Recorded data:
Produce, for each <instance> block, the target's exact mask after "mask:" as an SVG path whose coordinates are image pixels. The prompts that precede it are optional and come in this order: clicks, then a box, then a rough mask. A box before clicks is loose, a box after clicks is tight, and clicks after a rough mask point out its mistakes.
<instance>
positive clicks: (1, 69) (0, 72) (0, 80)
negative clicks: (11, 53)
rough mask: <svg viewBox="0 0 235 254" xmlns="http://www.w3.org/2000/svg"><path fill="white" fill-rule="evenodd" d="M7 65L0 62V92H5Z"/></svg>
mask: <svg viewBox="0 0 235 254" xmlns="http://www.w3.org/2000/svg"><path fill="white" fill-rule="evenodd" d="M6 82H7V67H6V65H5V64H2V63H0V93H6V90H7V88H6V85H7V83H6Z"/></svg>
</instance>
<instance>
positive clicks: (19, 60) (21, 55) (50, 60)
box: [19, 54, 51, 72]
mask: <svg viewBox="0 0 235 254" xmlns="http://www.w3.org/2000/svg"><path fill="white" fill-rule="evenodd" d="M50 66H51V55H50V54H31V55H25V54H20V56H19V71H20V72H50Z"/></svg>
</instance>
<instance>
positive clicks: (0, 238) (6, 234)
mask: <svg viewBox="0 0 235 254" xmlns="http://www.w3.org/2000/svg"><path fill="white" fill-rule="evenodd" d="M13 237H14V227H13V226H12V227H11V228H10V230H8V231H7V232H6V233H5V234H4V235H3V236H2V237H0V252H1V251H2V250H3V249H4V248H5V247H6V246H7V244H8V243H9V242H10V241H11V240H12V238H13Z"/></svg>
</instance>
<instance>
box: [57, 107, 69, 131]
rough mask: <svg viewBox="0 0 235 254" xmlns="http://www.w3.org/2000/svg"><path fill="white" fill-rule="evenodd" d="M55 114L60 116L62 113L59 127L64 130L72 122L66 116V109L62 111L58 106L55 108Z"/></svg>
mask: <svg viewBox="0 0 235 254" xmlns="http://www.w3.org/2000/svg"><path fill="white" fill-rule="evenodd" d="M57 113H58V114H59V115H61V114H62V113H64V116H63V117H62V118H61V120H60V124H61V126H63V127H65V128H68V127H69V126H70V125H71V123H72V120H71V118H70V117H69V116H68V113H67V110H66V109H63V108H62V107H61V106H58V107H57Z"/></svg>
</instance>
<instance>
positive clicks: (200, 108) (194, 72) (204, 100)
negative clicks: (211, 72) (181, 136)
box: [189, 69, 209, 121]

*ASSIGNED TASK*: All entries given above should be transcribed exactly, with none omitted.

*SOLUTION TO THE PROBLEM*:
Produce, for each <instance> block, the target's exact mask after "mask:" as an SVG path whose coordinates are image pixels. The prompts that precede it are optional and come in this order: clicks, then a box, then a rough mask. A box before clicks is loose, a box after clicks is tight, and clicks after a rough mask point out its mistakes.
<instance>
positive clicks: (1, 69) (0, 72) (0, 80)
negative clicks: (11, 53)
rough mask: <svg viewBox="0 0 235 254" xmlns="http://www.w3.org/2000/svg"><path fill="white" fill-rule="evenodd" d="M7 65L0 62V92H5Z"/></svg>
mask: <svg viewBox="0 0 235 254" xmlns="http://www.w3.org/2000/svg"><path fill="white" fill-rule="evenodd" d="M6 82H7V67H6V65H5V64H2V63H0V93H6V90H7V88H6V85H7V83H6Z"/></svg>
</instance>
<instance>
positive clicks: (19, 60) (21, 55) (50, 60)
box: [19, 54, 51, 72]
mask: <svg viewBox="0 0 235 254" xmlns="http://www.w3.org/2000/svg"><path fill="white" fill-rule="evenodd" d="M50 66H51V55H50V54H31V55H25V54H20V56H19V71H20V72H50Z"/></svg>
</instance>
<instance>
positive clicks: (0, 238) (6, 234)
mask: <svg viewBox="0 0 235 254" xmlns="http://www.w3.org/2000/svg"><path fill="white" fill-rule="evenodd" d="M13 237H14V227H13V226H12V227H11V228H10V230H8V231H7V232H6V233H5V234H4V235H3V236H2V237H0V252H1V251H2V250H3V249H4V248H5V247H6V246H7V244H8V243H9V242H10V241H11V240H12V238H13Z"/></svg>
</instance>
<instance>
box: [57, 107, 69, 131]
rough mask: <svg viewBox="0 0 235 254" xmlns="http://www.w3.org/2000/svg"><path fill="white" fill-rule="evenodd" d="M55 114L60 116L62 113L59 127L64 130L72 122L66 116V109L62 111L58 106L55 108Z"/></svg>
mask: <svg viewBox="0 0 235 254" xmlns="http://www.w3.org/2000/svg"><path fill="white" fill-rule="evenodd" d="M57 113H58V114H59V115H61V114H62V113H64V116H63V117H62V118H61V120H60V124H61V126H63V127H65V128H68V127H69V126H70V125H71V123H72V120H71V118H70V117H69V116H68V113H67V110H66V109H63V108H62V107H61V106H58V107H57Z"/></svg>
</instance>
<instance>
positive clicks: (200, 108) (194, 72) (204, 100)
negative clicks: (211, 72) (181, 136)
box: [189, 69, 209, 121]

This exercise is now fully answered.